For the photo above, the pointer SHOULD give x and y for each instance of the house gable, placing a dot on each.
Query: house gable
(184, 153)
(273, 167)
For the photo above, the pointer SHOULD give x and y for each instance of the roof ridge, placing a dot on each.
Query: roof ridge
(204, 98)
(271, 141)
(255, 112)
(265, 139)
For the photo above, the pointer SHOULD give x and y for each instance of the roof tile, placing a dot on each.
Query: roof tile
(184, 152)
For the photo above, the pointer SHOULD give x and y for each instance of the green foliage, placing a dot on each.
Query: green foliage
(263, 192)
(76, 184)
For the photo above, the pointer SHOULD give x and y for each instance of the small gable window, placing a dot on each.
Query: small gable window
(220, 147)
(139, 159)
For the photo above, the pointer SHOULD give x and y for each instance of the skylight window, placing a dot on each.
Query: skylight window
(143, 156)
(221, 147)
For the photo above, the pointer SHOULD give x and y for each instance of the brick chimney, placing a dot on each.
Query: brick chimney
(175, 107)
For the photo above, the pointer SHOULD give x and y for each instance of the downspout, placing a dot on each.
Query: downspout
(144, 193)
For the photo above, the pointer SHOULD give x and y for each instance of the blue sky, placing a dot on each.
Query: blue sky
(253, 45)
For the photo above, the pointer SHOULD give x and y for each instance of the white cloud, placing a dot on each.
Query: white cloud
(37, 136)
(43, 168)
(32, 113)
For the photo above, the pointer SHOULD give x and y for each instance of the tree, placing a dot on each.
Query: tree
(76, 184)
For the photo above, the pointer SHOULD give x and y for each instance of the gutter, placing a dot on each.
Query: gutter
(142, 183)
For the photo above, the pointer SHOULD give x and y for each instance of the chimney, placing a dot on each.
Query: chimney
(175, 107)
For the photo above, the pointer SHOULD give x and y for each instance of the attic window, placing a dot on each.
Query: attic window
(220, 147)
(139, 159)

▶ [REQUEST] Can you write out all of the records above line for line, changing nothing?

▶ [THE SOLUTION]
For the photo above, the pointer SHOULD give x and y for each instance of the house gable, placing a dot on each.
Query: house gable
(184, 153)
(273, 167)
For the photo above, the pointer SHOULD give x and y for each instance of the roof ridge, placing a dot on each.
Query: roof ridge
(204, 98)
(271, 141)
(255, 112)
(265, 139)
For the photo above, the pointer SHOULD give x and y for each instance of the roof tile, placing a dot on each.
Query: roof tile
(184, 152)
For the photo above, the pointer SHOULD give x and y for each instance of the green foliage, placing a dot on each.
Query: green foliage
(263, 192)
(76, 184)
For the photo above, the pointer SHOULD give x and y for each instance of the small gable window, placing a dot on each.
Query: small gable window
(220, 147)
(139, 159)
For the photo above, the pointer SHOULD give x and y for each instance of the skylight window, placing a dot on each.
Query: skylight window
(143, 156)
(221, 147)
For the photo above, the pointer SHOULD give x and y for each instance of the brick chimney, placing a dot on each.
Query: brick chimney
(175, 107)
For the photo above, the pointer SHOULD give x and y for each instance of the downspout, placing a dot on each.
Query: downspout
(144, 193)
For the photo above, the pointer SHOULD give x and y for each instance of the blue sky, placing a dot on each.
Query: blue sky
(253, 45)
For the photo above, the pointer SHOULD give x and y for each instance of the white cloud, placing a dot on each.
Query: white cloud
(37, 136)
(43, 168)
(32, 113)
For the photo above, the pointer SHOULD give x and y for each instance of the tree, placing a dot on each.
Query: tree
(76, 184)
For the photo above, the pointer SHOULD give x and y for each instance of the gutter, placing a dot on each.
Query: gutter
(142, 183)
For the photo above, the pointer SHOULD give x and y for each instance of the chimney, placing a dot on each.
Query: chimney
(175, 107)
For the photo above, the pointer SHOULD give x and y for each instance of the attic window, placing a dot on each.
Query: attic window
(220, 147)
(139, 159)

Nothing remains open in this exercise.